*Problem requirements*
Retype every entry in its entirety, without alteration.

[[ Provided records, beginning ]]

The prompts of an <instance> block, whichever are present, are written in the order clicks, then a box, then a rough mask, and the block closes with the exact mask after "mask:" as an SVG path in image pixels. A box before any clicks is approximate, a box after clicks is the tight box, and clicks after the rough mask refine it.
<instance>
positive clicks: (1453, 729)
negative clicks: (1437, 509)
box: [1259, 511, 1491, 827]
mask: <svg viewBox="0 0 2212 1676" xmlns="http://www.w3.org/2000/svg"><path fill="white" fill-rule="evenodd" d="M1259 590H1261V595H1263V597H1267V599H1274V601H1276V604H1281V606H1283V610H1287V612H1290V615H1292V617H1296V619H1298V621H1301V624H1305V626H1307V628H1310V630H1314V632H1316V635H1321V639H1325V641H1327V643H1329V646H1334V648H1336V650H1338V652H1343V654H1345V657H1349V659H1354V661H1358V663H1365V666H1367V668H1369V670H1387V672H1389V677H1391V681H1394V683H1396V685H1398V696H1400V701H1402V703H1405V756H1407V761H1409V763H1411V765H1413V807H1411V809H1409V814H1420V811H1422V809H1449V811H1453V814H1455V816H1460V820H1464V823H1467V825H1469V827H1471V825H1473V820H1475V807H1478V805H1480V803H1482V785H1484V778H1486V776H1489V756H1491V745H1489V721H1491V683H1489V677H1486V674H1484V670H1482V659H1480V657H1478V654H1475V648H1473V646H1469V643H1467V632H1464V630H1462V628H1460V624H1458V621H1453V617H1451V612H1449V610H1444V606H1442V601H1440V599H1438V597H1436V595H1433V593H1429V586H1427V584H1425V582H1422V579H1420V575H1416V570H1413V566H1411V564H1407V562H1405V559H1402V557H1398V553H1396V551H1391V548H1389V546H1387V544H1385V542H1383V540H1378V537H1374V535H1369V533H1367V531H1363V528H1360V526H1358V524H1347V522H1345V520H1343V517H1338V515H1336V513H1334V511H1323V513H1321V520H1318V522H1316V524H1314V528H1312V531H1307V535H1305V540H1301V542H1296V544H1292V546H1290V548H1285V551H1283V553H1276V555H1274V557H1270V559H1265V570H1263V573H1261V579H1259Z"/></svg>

[[ Provided records, end ]]

*Response*
The prompts of an <instance> block, whichever are present, are written in the order clicks, then a box, then a rough mask, and the block closes with the exact mask after "mask:" as an SVG path in image pixels. A box before any clicks is approximate, a box after clicks is the tight box, and clicks after the rough mask refine it.
<instance>
positive clicks: (1453, 729)
negative clicks: (1437, 509)
box: [1259, 511, 1491, 827]
mask: <svg viewBox="0 0 2212 1676" xmlns="http://www.w3.org/2000/svg"><path fill="white" fill-rule="evenodd" d="M1259 590H1261V595H1263V597H1267V599H1274V601H1276V604H1281V606H1283V610H1287V612H1290V615H1292V617H1296V619H1298V621H1301V624H1305V626H1307V628H1310V630H1314V632H1316V635H1321V639H1325V641H1327V643H1329V646H1334V648H1336V650H1338V652H1343V654H1345V657H1349V659H1354V661H1358V663H1365V666H1367V668H1369V670H1387V672H1389V677H1391V681H1394V683H1396V685H1398V696H1400V701H1402V703H1405V756H1407V761H1409V763H1411V765H1413V807H1411V809H1409V814H1420V811H1422V809H1449V811H1453V814H1455V816H1460V820H1464V823H1467V825H1469V827H1471V825H1473V820H1475V807H1478V805H1480V803H1482V785H1484V778H1486V776H1489V756H1491V745H1489V721H1491V683H1489V677H1486V674H1484V670H1482V659H1480V657H1478V654H1475V648H1473V646H1469V643H1467V632H1464V630H1462V628H1460V624H1458V621H1453V617H1451V612H1449V610H1444V606H1442V601H1440V599H1438V597H1436V595H1433V593H1429V586H1427V584H1425V582H1422V579H1420V575H1416V570H1413V566H1411V564H1407V562H1405V559H1402V557H1398V553H1396V551H1391V548H1389V546H1387V544H1385V542H1383V540H1378V537H1374V535H1369V533H1367V531H1363V528H1360V526H1358V524H1347V522H1345V520H1343V517H1338V515H1336V513H1334V511H1323V513H1321V520H1318V522H1316V524H1314V528H1312V531H1307V535H1305V540H1301V542H1296V544H1292V546H1290V548H1285V551H1283V553H1276V555H1274V557H1270V559H1265V570H1263V573H1261V579H1259Z"/></svg>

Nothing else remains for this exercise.